(本文):

いつも胸やけ

ムーミンと夫と子どもと暮らしています

歌人見習いが車の免許を取るまで日記その12

自動車免許取得までの道のりをセキララに語る日記のつもりだったのに、運転の話が頓挫しております。

現在はほぼ第一段階の学科と実車の教習を終え、来週はじめにみきわめ、そして仮免許の試験、というところまできました。受かれば教習生生活も折り返し、ということになるのかな。
第二段階はなんとマア路上での教習になるのでまじでこれはリアルな世界、緊張もひとしおといった塩梅であります。

そして来週のみきわめまでは教習の予定はなく、ともなればワタシはヒマなわけです。日々、予定というものが教習所行くことしかないので。
買い物に出るほか、予定がなければ一日家にいることになります。
何かに追われることもなく、誰とも関わりがあるわけでなく、ただただしんと一人でつめたくて、しかしなんともあっけらかんとした日々。

表向きには「主婦」という肩書きがあるのだから、何も後ろめたさや生きづらさを感じることはない、けれどやはりひとり、ひとり家にいるとなんだか途方もなく。ワタシはなんなのだっけ、ワタシはなんでここにひとりでいるのだっけ、と昼寝から覚めた頭で呆然としたり。

するとそれはまったく一年後の自分の姿が予想できなかったちょうど十年前の浪人生だった頃の自分ではないの、ということに思い至ったりして。どこにも属さない、何者でもなくまた何者になれるかも分からない一個のただ、ワタシであった頃。とても自由で、しかしとても、息苦しく世界はつねに無彩色だった。

(課題 1): 本文の内容を二文で要約せよ。
本文と記録のあいだには何の関係もない。

(提供データ):

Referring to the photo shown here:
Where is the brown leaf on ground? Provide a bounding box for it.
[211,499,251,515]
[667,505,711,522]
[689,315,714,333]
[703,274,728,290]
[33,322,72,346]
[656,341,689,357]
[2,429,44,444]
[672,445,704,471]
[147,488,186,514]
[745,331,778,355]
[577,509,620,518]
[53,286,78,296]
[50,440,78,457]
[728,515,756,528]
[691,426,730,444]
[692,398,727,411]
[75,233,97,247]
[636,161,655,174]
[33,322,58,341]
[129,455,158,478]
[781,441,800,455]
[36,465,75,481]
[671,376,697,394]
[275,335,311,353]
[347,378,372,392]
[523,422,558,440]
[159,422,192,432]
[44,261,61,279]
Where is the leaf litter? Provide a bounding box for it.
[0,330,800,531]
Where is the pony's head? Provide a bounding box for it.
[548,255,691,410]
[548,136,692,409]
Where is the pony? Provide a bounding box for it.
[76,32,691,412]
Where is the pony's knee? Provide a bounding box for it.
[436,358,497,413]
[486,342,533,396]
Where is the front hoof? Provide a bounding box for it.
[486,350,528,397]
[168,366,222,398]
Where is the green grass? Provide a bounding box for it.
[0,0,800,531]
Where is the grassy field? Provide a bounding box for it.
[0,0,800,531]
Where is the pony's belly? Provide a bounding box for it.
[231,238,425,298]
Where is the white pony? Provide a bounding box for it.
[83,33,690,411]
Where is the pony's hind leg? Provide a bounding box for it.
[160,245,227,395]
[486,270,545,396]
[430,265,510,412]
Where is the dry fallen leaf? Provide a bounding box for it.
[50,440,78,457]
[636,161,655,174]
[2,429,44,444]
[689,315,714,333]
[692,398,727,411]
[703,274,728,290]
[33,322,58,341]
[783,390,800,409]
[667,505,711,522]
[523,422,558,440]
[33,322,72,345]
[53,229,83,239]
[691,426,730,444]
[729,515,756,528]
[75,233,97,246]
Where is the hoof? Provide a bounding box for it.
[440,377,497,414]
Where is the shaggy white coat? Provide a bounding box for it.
...
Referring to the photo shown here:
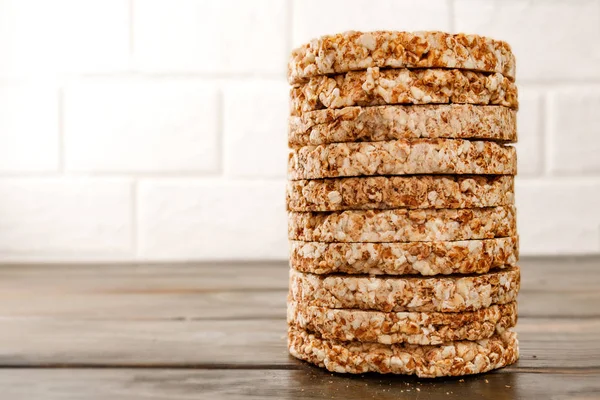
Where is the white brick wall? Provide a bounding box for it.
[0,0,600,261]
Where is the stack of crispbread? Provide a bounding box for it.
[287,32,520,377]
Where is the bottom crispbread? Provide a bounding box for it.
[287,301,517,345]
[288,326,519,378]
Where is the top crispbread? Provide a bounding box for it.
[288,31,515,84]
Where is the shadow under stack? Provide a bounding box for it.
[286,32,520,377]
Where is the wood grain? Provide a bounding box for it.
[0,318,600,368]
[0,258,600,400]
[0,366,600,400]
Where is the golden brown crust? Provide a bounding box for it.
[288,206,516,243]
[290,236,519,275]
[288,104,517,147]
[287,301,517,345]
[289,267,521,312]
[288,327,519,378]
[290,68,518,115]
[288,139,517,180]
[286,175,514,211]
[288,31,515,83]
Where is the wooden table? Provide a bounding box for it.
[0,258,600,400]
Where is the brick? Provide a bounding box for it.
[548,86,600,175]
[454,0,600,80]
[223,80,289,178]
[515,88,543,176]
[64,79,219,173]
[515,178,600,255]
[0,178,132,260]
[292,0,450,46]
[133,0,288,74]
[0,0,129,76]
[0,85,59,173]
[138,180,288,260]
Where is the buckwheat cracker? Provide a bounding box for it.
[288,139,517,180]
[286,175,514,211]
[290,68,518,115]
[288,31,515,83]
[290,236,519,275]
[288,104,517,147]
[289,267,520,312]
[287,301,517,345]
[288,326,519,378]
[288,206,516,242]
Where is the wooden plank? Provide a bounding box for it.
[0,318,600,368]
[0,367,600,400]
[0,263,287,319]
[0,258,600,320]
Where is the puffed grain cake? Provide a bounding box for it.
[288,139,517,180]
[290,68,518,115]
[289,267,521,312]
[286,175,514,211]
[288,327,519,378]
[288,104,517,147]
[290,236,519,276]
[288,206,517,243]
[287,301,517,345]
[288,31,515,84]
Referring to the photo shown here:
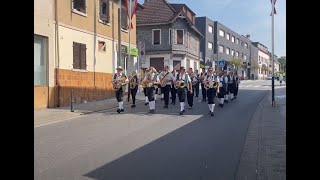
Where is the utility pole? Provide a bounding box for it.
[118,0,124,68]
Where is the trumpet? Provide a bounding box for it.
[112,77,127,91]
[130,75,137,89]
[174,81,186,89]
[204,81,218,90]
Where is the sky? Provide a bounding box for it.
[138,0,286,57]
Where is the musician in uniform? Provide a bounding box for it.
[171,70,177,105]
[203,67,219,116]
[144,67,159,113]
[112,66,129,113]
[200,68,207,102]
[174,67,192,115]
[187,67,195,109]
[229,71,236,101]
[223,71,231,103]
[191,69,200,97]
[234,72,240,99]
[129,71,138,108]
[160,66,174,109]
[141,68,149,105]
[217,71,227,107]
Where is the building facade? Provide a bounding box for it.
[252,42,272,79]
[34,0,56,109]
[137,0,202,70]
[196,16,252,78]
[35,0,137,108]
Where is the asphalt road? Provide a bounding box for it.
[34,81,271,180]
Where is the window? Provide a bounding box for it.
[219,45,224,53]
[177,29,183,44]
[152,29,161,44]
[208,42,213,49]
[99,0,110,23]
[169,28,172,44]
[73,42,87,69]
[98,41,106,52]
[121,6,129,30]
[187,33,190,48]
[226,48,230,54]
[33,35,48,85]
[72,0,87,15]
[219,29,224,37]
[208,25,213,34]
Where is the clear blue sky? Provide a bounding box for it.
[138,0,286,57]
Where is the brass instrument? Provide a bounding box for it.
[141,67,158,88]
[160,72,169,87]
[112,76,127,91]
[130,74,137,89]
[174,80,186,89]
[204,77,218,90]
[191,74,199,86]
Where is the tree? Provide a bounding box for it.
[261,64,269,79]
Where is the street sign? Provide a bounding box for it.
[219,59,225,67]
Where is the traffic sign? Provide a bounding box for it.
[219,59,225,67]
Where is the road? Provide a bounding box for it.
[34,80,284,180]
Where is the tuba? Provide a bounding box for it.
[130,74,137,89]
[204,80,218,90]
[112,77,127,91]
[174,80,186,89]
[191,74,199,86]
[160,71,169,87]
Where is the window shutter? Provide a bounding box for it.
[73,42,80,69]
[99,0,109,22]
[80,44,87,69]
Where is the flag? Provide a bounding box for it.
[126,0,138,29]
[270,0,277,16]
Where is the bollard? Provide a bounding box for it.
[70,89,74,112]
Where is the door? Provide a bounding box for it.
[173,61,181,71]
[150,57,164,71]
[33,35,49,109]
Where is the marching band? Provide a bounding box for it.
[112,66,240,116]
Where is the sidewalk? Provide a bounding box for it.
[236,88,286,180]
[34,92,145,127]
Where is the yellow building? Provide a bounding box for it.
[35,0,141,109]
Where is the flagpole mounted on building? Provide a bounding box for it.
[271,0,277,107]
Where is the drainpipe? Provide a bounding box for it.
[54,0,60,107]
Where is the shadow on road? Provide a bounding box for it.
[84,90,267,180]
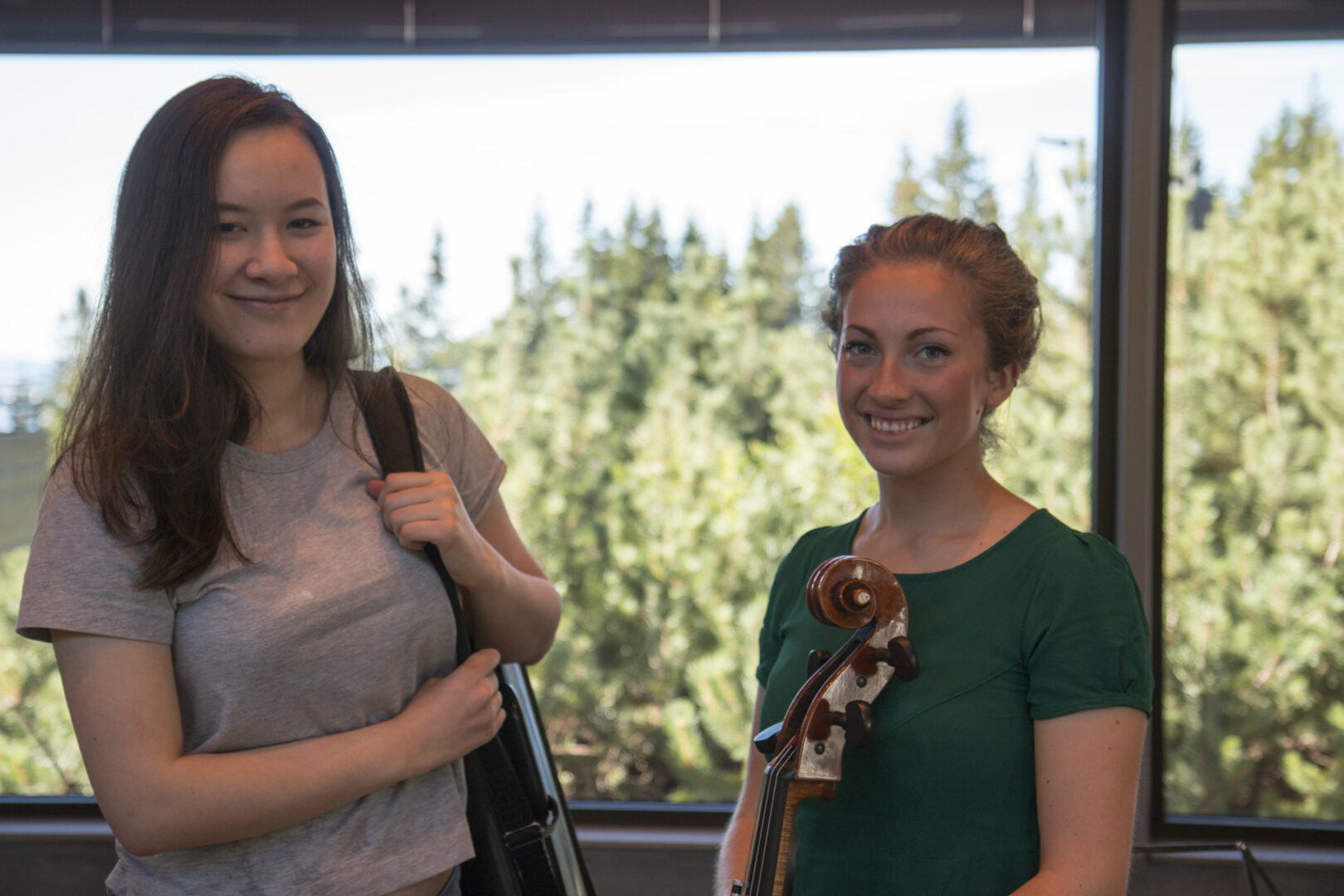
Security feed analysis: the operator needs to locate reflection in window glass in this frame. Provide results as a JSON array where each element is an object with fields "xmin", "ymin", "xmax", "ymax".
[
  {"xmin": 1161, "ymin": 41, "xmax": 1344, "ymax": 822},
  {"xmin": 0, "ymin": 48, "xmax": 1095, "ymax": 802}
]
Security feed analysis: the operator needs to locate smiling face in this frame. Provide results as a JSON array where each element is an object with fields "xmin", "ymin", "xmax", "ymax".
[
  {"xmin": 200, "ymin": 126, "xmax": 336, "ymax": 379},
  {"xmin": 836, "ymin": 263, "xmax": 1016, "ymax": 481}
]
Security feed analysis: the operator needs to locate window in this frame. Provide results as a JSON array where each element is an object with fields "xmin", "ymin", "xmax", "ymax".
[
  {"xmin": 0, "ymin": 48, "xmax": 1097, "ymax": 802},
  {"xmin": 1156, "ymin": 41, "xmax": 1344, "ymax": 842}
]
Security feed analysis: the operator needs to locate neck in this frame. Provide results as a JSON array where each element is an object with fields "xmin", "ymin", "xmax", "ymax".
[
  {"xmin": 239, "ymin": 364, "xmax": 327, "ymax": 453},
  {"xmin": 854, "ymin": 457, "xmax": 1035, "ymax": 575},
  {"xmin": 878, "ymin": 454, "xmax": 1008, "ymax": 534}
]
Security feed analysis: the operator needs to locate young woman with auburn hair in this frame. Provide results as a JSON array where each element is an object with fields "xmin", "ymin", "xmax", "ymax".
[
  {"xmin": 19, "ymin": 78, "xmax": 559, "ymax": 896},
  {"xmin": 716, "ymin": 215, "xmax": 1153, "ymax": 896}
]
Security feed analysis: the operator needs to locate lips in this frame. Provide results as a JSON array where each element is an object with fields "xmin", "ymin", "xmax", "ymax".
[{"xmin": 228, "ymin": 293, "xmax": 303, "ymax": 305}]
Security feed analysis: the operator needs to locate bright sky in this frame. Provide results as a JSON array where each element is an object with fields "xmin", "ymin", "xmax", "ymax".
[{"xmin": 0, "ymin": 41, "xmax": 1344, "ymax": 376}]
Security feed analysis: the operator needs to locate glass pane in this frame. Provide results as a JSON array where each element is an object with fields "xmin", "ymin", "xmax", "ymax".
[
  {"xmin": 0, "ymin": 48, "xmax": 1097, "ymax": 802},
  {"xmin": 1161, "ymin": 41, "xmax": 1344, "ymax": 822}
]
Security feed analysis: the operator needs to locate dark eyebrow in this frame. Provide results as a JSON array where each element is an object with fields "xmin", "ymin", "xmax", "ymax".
--
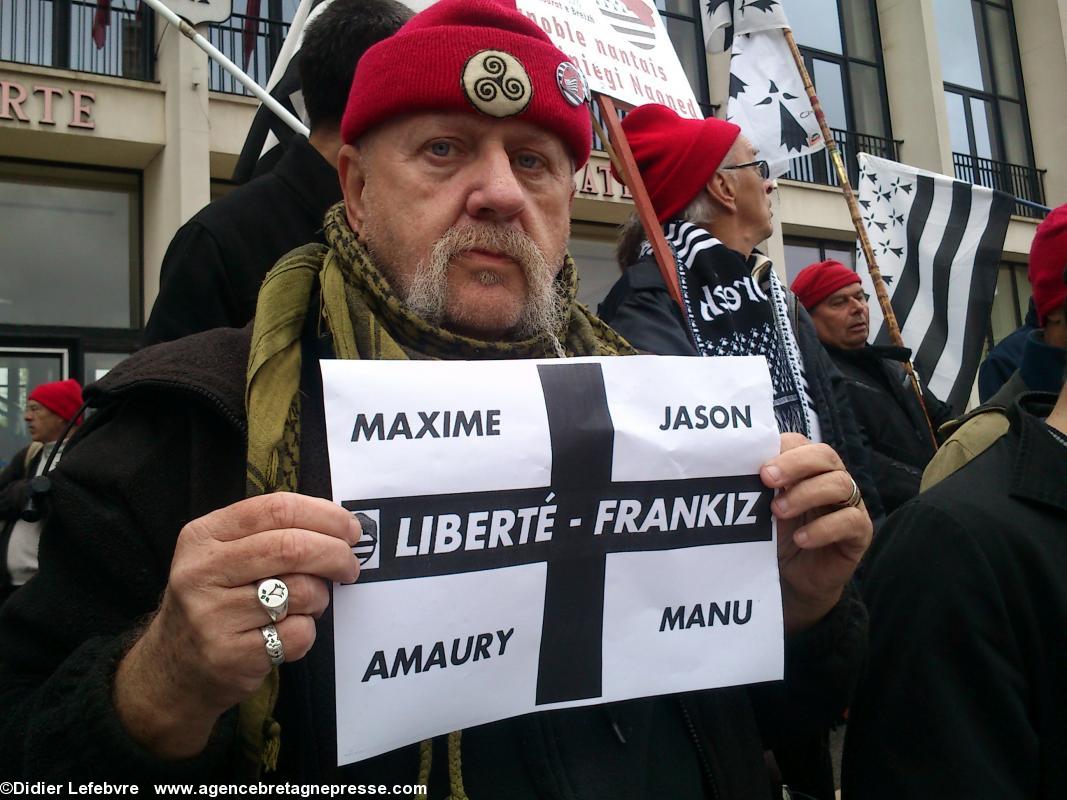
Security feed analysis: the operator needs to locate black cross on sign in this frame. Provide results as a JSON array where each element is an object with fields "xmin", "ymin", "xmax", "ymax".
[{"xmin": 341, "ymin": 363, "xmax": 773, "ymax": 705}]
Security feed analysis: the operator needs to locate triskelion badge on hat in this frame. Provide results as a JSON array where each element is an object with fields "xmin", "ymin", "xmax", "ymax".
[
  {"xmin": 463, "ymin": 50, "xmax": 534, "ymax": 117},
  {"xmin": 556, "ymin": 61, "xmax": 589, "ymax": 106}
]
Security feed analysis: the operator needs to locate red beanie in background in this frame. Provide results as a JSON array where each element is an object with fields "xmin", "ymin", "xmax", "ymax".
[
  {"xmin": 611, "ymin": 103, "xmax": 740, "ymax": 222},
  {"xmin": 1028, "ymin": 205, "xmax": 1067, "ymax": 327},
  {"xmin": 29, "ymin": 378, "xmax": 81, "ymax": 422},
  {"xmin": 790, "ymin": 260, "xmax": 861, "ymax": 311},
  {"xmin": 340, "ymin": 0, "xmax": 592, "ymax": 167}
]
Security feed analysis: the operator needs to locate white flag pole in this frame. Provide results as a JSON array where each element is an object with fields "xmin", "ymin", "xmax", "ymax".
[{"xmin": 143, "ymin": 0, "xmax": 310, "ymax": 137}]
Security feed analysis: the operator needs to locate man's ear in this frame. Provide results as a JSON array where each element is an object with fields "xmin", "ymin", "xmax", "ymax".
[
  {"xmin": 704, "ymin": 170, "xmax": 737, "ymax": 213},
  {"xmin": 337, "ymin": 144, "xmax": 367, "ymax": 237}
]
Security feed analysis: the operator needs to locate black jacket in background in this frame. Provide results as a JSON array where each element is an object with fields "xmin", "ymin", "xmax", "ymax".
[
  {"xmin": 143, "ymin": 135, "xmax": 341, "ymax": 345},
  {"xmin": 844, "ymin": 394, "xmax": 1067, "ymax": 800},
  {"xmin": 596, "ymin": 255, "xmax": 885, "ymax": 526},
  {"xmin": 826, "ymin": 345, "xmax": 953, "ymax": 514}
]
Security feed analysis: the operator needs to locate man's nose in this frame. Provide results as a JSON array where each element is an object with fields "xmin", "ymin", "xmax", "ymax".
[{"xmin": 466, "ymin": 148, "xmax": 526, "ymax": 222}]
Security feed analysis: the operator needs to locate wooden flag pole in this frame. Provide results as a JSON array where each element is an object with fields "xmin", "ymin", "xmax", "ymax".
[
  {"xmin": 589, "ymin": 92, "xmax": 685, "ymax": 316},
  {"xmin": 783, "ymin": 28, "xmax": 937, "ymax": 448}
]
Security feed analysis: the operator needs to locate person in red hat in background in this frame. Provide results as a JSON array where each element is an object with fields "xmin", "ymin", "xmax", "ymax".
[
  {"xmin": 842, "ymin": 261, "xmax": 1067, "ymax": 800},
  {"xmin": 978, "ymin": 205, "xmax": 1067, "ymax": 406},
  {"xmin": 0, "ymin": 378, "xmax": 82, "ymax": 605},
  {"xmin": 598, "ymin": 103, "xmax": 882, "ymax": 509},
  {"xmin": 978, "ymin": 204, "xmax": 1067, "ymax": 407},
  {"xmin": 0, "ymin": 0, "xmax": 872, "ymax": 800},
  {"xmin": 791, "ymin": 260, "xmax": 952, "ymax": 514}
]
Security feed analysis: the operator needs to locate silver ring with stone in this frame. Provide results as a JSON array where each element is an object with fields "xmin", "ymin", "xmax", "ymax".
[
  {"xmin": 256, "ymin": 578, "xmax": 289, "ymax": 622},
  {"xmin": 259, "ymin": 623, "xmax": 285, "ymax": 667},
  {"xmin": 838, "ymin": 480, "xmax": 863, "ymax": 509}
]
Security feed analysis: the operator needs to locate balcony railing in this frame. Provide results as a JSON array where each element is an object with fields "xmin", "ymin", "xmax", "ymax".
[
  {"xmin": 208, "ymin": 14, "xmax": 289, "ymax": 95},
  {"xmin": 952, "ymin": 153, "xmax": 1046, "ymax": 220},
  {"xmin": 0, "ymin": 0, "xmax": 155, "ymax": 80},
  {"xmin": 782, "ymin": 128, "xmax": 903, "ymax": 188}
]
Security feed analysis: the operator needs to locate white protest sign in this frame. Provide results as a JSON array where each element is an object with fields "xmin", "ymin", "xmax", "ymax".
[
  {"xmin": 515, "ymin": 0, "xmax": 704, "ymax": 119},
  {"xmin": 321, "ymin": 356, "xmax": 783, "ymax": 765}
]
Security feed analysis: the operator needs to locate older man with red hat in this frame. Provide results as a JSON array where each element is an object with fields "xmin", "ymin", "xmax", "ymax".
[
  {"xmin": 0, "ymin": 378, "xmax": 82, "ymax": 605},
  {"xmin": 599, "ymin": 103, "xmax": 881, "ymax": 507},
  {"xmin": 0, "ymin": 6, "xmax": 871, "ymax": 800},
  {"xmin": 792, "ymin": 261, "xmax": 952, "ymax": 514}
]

(課題 2): 記録のうち、「Where is the door?」を含む行から始まり「[84,90,267,180]」を含む行で終わる部分を、両端の行も含めて一字一句変えずに出力せよ。

(解答 1): 書き手は自動車教習の第一段階をほぼ終えて来週のみきわめと仮免許の試験を控えているが、それまで教習の予定がなく、一人で家にいる日々を送っている。家でひとり過ごすうちに、どこにも属さず何者でもなかった十年前の浪人生の頃の自分に思い至っている。

(解答 2):
Where is the door? Provide a bounding box for it.
[173,61,181,71]
[150,57,164,71]
[33,35,49,109]
Where is the marching band? Provide a bounding box for it.
[112,66,240,116]
Where is the sidewalk? Provide a bounding box for it.
[236,88,286,180]
[34,92,145,127]
Where is the yellow building? Provide a bounding box for it.
[35,0,141,109]
Where is the flagpole mounted on building? Provide a bounding box for it.
[271,0,277,107]
Where is the drainpipe? Provide a bounding box for it.
[54,0,60,107]
Where is the shadow on road? Provide a bounding box for it.
[84,90,267,180]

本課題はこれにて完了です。